PROBLEM REQUIREMENTS
All lines in the material below that hold "instance" should be found and copied.

INPUT MATERIAL
********************

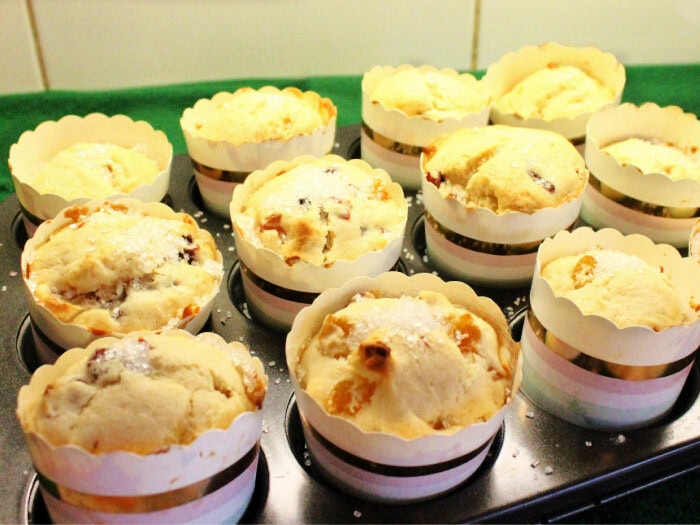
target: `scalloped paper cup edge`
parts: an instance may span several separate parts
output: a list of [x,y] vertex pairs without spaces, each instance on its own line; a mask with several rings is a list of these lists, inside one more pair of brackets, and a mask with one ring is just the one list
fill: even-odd
[[[618,249],[636,255],[656,267],[663,267],[680,291],[683,301],[700,303],[700,266],[681,257],[673,247],[655,245],[643,235],[623,236],[617,230],[577,228],[560,232],[540,246],[530,291],[530,305],[542,325],[566,344],[581,352],[630,366],[663,365],[682,359],[700,345],[700,319],[685,326],[655,332],[643,326],[618,328],[599,315],[584,315],[569,299],[557,297],[541,276],[541,268],[564,255],[593,248]],[[661,350],[660,350],[661,349]]]
[[85,117],[66,115],[58,121],[42,122],[32,131],[25,131],[10,147],[8,163],[17,199],[32,215],[42,220],[52,219],[62,209],[84,204],[92,198],[67,200],[59,195],[40,193],[25,182],[24,174],[35,173],[61,150],[80,141],[108,142],[124,147],[145,146],[144,152],[158,163],[160,174],[150,183],[128,194],[115,193],[104,198],[116,200],[132,197],[147,202],[162,200],[170,185],[173,146],[162,131],[143,120],[134,121],[126,115],[108,117],[90,113]]
[[670,207],[700,207],[700,180],[672,180],[665,173],[643,174],[622,166],[603,148],[630,137],[653,138],[681,148],[700,146],[700,121],[678,106],[648,102],[609,107],[594,113],[586,131],[585,158],[591,174],[637,200]]
[[[620,103],[626,81],[625,68],[614,55],[603,52],[597,47],[573,47],[555,42],[525,46],[517,51],[506,53],[497,62],[491,64],[486,69],[482,81],[497,99],[528,74],[547,67],[547,64],[552,61],[580,67],[603,84],[613,88],[615,97],[608,105],[614,106]],[[546,121],[539,118],[523,119],[511,113],[503,113],[496,107],[495,102],[491,108],[491,120],[494,124],[548,129],[568,139],[578,139],[586,134],[586,123],[592,114],[593,112],[586,112],[573,119],[559,118]]]
[[493,437],[520,388],[522,354],[518,349],[518,363],[514,370],[510,398],[501,410],[487,422],[470,425],[455,434],[431,435],[412,440],[387,433],[364,432],[352,422],[328,415],[301,389],[295,373],[297,353],[300,346],[321,326],[326,313],[344,307],[353,295],[366,290],[385,291],[392,295],[415,295],[426,289],[440,292],[456,304],[471,307],[477,315],[486,317],[488,322],[494,324],[497,331],[510,336],[510,328],[498,305],[487,297],[477,296],[467,284],[460,281],[446,282],[428,273],[409,277],[400,272],[387,272],[377,278],[358,277],[340,288],[324,291],[311,306],[299,312],[287,335],[287,366],[301,415],[326,439],[351,454],[369,461],[398,466],[427,465],[460,457]]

********************

TASK OUTPUT
parts: an instance may span several separate parts
output: a list of [x,y] vertex pairs without spaces, each instance on its own line; a mask with several rings is a list of these lists, inside one more pair of brackets, and a mask with one ring is just the one list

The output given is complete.